Rewrite the lines below, substituting "occurrence" for each occurrence of "instance" and leaving all other text unchanged.

#### DATA FOR THE TASK ####

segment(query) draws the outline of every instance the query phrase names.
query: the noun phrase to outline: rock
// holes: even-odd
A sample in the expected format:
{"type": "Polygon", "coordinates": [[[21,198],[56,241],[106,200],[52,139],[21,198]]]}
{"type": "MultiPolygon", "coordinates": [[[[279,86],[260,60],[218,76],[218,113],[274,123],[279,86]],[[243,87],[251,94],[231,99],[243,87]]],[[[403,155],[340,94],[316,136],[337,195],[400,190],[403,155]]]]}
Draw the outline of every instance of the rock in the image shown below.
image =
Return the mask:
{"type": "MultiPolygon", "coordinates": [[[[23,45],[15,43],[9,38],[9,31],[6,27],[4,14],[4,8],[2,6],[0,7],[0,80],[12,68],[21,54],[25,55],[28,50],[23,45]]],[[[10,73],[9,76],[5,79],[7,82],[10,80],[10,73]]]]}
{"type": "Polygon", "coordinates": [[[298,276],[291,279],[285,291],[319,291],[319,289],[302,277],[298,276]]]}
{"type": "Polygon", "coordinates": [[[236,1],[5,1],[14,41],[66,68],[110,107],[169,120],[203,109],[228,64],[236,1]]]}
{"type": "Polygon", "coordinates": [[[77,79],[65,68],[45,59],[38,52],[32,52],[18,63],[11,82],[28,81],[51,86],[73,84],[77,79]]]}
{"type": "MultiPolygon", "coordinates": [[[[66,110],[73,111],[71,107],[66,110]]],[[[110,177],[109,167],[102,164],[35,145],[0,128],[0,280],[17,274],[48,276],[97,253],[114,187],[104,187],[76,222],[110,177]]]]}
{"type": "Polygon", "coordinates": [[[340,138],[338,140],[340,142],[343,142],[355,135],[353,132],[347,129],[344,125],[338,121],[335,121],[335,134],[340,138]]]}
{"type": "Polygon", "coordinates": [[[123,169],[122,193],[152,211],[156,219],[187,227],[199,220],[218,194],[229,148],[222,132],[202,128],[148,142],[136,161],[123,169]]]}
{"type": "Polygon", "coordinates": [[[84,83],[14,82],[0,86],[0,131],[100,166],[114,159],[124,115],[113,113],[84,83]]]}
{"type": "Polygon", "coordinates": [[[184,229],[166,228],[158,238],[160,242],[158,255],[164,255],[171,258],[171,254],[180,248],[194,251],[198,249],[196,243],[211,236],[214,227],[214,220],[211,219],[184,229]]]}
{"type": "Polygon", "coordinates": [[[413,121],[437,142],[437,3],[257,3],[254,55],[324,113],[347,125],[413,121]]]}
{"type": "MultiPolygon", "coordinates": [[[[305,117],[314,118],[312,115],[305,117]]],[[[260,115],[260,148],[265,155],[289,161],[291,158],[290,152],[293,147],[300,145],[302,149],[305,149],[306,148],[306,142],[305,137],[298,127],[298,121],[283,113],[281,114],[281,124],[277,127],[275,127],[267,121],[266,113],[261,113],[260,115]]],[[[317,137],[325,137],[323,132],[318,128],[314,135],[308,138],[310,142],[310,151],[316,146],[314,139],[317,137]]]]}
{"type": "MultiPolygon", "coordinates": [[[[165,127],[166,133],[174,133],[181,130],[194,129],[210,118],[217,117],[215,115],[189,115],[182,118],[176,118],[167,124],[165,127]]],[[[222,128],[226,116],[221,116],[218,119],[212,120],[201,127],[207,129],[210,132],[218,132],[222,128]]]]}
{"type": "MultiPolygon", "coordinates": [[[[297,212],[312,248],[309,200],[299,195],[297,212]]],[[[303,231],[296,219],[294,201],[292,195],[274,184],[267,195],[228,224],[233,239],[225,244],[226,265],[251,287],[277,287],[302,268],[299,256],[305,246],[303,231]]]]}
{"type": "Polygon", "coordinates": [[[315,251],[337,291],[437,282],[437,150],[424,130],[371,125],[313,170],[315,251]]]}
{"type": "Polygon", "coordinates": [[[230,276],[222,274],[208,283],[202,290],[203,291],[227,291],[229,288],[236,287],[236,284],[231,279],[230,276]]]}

####

SOLVED EXERCISE:
segment(query) draws the outline of every occurrence the query phrase names.
query: the noun phrase to outline: rock
// holes: even-odd
A sample in the expected format:
{"type": "Polygon", "coordinates": [[[21,198],[56,241],[106,200],[52,139],[21,198]]]}
{"type": "MultiPolygon", "coordinates": [[[[279,86],[260,60],[218,76],[218,113],[274,123],[279,86]],[[243,87],[251,94],[231,99],[243,87]]],[[[403,155],[340,94],[316,136],[337,195],[400,190],[403,155]]]]}
Draw the outline of every occurrence of the rock in the image shown below.
image =
Return the mask:
{"type": "MultiPolygon", "coordinates": [[[[23,45],[15,43],[9,38],[9,31],[6,27],[4,14],[4,8],[2,6],[0,7],[0,80],[12,68],[21,54],[25,55],[28,50],[23,45]]],[[[10,73],[9,76],[5,79],[7,82],[10,80],[10,73]]]]}
{"type": "Polygon", "coordinates": [[[298,276],[291,279],[285,291],[319,291],[319,289],[302,277],[298,276]]]}
{"type": "Polygon", "coordinates": [[[236,1],[5,1],[14,41],[66,68],[110,107],[169,120],[203,109],[228,64],[236,1]]]}
{"type": "Polygon", "coordinates": [[[77,79],[65,68],[45,59],[38,52],[32,52],[18,63],[11,82],[28,81],[51,86],[73,84],[77,79]]]}
{"type": "MultiPolygon", "coordinates": [[[[66,110],[73,111],[71,107],[66,110]]],[[[110,177],[109,167],[102,164],[35,145],[0,128],[0,280],[17,274],[48,276],[97,253],[114,187],[104,187],[76,222],[110,177]]]]}
{"type": "Polygon", "coordinates": [[[340,138],[338,140],[340,142],[343,142],[355,135],[353,132],[347,129],[344,125],[338,121],[335,121],[335,134],[340,138]]]}
{"type": "Polygon", "coordinates": [[[123,169],[122,193],[152,211],[156,219],[187,227],[199,220],[218,194],[229,148],[222,132],[202,128],[148,142],[136,161],[123,169]]]}
{"type": "Polygon", "coordinates": [[[84,83],[14,82],[0,86],[0,131],[100,166],[114,159],[124,115],[113,113],[84,83]]]}
{"type": "Polygon", "coordinates": [[[184,229],[166,228],[158,238],[160,242],[158,255],[164,255],[171,258],[171,254],[180,248],[194,251],[198,249],[196,243],[211,236],[214,227],[214,220],[211,219],[184,229]]]}
{"type": "Polygon", "coordinates": [[[413,121],[437,142],[437,3],[257,3],[254,55],[324,113],[347,125],[413,121]]]}
{"type": "MultiPolygon", "coordinates": [[[[305,117],[314,118],[312,115],[305,117]]],[[[260,115],[260,148],[265,155],[289,161],[291,158],[290,152],[293,147],[300,145],[302,149],[305,149],[306,148],[306,142],[305,137],[298,127],[298,121],[283,113],[281,114],[281,124],[277,127],[275,127],[267,121],[266,113],[261,113],[260,115]]],[[[317,137],[325,137],[323,132],[318,128],[314,135],[308,138],[310,142],[310,151],[316,146],[314,139],[317,137]]]]}
{"type": "MultiPolygon", "coordinates": [[[[165,127],[166,133],[174,133],[181,130],[194,129],[210,118],[217,117],[215,115],[189,115],[182,118],[176,118],[167,124],[165,127]]],[[[222,128],[226,116],[221,116],[218,119],[212,120],[201,127],[207,129],[210,132],[218,132],[222,128]]]]}
{"type": "MultiPolygon", "coordinates": [[[[297,212],[312,248],[309,200],[299,195],[297,212]]],[[[303,231],[296,219],[294,201],[292,195],[274,184],[267,195],[228,224],[233,239],[225,244],[226,265],[251,287],[277,287],[302,268],[299,256],[305,246],[303,231]]]]}
{"type": "Polygon", "coordinates": [[[315,251],[337,291],[437,282],[437,150],[424,130],[371,125],[313,170],[315,251]]]}
{"type": "Polygon", "coordinates": [[[230,276],[222,274],[208,283],[202,290],[203,291],[227,291],[229,288],[236,287],[236,284],[231,279],[230,276]]]}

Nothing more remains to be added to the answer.